История первой семьи Юры ждёт своего часа, чтобы быть рассказанной, потому что я принял Ольгу, Юру и их дочку Светлану всем сердцем и душой, с трепетом романтичной юности и с братской любовью, потому что те переживания, которые я пережил вместе с Юрой, Ольгой и Светланой были моими первыми настоящими истинными переживаниями примера любви в новой только что рождённой семье. На их примере я учился и моделировал свои будущие семейные отношения, проигрывал их в своём восторженном воображении и на практике.

Когда Юра и Галя поженились и возникла вторая по очереди семья Юры, я уже воспринимал всё у них как почти опытный человек, с пониманием, сочувствием, сопереживанием, но не таким, как первый раз. Теперь я больше видел, понимал, оценивал и анализировал, нежели восторгался. На примере второй семьи Юры, Гали-Галчонка и Олежки я тоже учился, но несколько иначе, чем в первый раз, - теперь я учился жить вместе, быть вместе, вести совместное хозяйство, быть не зрителем, а участником семейных отношений.

◆ ЗАДАНИЕ 1 ◆
Ответьте на вопросы по отрывку о семьях Юры.
(а) Как звали дочку Юры и Ольги?
(б) Как звали жену Юры во второй семье?
(в) Кем, а не зрителем, рассказчик учился быть на примере второй семьи Юры?
◆ ЗАДАНИЕ 2 ◆
Допишите продолжение отрывка о семьях Юры, начав сразу после его последнего предложения.

[Записи из набора данных]

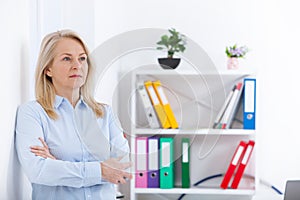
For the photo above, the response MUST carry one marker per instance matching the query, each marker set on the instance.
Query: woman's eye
(82, 58)
(66, 58)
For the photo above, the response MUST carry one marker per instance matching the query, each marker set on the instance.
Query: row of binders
(238, 164)
(155, 162)
(247, 90)
(157, 107)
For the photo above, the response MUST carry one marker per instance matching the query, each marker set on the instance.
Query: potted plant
(172, 43)
(233, 53)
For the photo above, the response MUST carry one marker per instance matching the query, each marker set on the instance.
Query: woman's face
(69, 67)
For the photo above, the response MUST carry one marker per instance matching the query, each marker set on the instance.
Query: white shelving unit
(195, 98)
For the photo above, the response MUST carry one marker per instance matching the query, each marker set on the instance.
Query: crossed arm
(112, 169)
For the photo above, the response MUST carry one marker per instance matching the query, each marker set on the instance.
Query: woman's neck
(72, 96)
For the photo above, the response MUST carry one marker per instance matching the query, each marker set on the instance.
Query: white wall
(14, 67)
(268, 27)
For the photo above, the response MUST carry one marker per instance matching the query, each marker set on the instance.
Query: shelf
(238, 132)
(192, 71)
(210, 191)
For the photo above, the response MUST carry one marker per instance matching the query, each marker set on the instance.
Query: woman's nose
(76, 63)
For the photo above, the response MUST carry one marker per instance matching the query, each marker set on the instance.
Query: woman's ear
(48, 72)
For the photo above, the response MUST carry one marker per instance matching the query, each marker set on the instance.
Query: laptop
(292, 190)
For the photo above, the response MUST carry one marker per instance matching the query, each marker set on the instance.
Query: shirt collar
(59, 100)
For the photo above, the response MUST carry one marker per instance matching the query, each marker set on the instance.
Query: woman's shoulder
(30, 106)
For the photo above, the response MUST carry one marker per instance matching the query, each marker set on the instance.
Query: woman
(69, 146)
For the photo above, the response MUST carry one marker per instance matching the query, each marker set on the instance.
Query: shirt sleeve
(29, 127)
(118, 142)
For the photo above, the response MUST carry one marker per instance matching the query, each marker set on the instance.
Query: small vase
(233, 63)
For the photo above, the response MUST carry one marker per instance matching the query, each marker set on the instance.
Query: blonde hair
(44, 89)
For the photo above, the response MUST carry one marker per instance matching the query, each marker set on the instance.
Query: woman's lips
(75, 76)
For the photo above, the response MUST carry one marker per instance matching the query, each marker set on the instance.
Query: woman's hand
(42, 151)
(113, 170)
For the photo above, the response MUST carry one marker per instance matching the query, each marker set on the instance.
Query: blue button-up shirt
(78, 140)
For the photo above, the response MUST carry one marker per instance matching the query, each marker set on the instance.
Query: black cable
(221, 174)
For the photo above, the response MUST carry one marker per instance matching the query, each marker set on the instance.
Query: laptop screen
(292, 190)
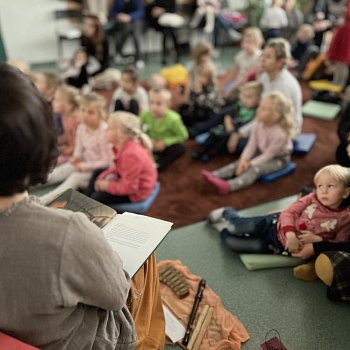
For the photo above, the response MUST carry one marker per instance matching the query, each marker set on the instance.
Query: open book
(134, 237)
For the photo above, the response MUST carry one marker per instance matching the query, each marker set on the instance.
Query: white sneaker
(234, 35)
(215, 215)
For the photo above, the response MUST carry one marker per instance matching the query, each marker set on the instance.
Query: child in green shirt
(164, 127)
(224, 138)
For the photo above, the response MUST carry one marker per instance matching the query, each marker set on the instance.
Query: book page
(134, 237)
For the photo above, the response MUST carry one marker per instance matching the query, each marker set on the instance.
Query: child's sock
(305, 272)
(324, 269)
(222, 185)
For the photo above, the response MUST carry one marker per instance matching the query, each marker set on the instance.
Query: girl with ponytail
(133, 176)
(268, 149)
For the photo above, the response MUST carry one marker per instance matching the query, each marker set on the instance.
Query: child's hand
(243, 165)
(77, 166)
(308, 237)
(307, 251)
(293, 244)
(73, 160)
(232, 142)
(158, 145)
(348, 150)
(229, 127)
(197, 86)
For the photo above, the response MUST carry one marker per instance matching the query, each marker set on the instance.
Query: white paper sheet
(134, 237)
(174, 329)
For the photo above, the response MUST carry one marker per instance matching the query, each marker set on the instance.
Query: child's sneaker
(216, 215)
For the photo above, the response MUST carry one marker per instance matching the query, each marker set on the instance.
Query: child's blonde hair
(338, 172)
(98, 100)
(208, 70)
(254, 34)
(131, 126)
(132, 74)
(254, 86)
(283, 105)
(200, 49)
(70, 94)
(281, 47)
(307, 30)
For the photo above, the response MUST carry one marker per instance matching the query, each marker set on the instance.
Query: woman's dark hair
(28, 143)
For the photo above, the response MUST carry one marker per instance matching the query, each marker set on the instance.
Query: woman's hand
(101, 185)
(308, 237)
(243, 166)
(232, 142)
(293, 244)
(306, 251)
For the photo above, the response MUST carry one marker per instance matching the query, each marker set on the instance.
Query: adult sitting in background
(75, 290)
(128, 16)
(92, 57)
(295, 19)
(95, 42)
(153, 11)
(323, 15)
(276, 76)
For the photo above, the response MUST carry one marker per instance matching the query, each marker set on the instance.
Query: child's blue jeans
(251, 234)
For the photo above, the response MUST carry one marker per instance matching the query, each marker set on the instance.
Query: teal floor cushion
(267, 261)
(138, 207)
(321, 110)
(289, 168)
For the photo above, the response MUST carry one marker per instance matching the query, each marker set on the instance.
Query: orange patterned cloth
(146, 308)
(225, 331)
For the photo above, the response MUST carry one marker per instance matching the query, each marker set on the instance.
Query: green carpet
(264, 299)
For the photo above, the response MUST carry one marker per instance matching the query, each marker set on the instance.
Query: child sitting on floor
(47, 84)
(133, 176)
(65, 107)
(164, 127)
(204, 96)
(268, 148)
(318, 216)
(91, 149)
(207, 9)
(224, 137)
(130, 96)
(245, 64)
(273, 20)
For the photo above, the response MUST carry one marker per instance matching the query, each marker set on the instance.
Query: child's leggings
(73, 179)
(252, 174)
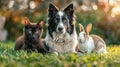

◆ ОТВЕТ 1 ◆
(а) Светлана.
(б) Галя.
(в) Участником семейных отношений.

◆ ОТВЕТ 2 ◆
В феврале 1972 года я точно также чувствовал себя в экипаже БПК "Бодрый", как некоторое время тому назад во второй семье моего брата Юры, его второй жены Гали и их сына, моего любимого племянника, Олежки, то есть участником другой жизни, иногда незаменимым помощником, но чаще всего - нежелательным элементом, сторонней помехой, знаете, как тем самым "незваным гостем" из пословицы. Вот почему во время "собачьей вахты" я читал и перечитывал письма от моих родителей и родных мне близких людей...

Ещё 10 января Галя-Галчонок подробно написала мне в письме как простудился и болел Олежка воспалением лёгких, правда, в лёгкой форме, но как врач посоветовала ей найти "лишнюю неделю", чтобы посидеть с сыном, пока он не окрепнет окончательно. В начале января 1972 года в Севастополе свирепствовал какой-то особый вирусный грипп, все больницы были забиты больными, все боялись осложнений после пневмонии и гриппа. На помощь Юре и Гале из Новороссийска приехал её младший брат Вова, который будет носить Олежку в ясельки, а Галя с 11 января хотела выйти на свою работу. Кроме этого к ним на помощь должна была приехать мама Гали, Тамара Степановна.

Юрочку увольняли со службы в милиции и он был на "седьмом небе", так как очень хотел выйти на свободу. Сначала написал рапорт своему начальнику, на котором ему было "вкось и вкривь" отказано. Расстроились Юра с Галей, но написали рапорт выше, комиссару и 10 января 1972 года приезжал комиссар, Юра с ним разговаривал и тот дал, наконец, визу на увольнение "из органов". Юра хочет пойти работать в "плавмастерские". Моя мама просила, чтобы Юра в промежутке между увольнением из милиции и поступлением на новую работу  приехал к ним домой в Суворов, но Галя ответила, что это может быть, если удачно всё сложится.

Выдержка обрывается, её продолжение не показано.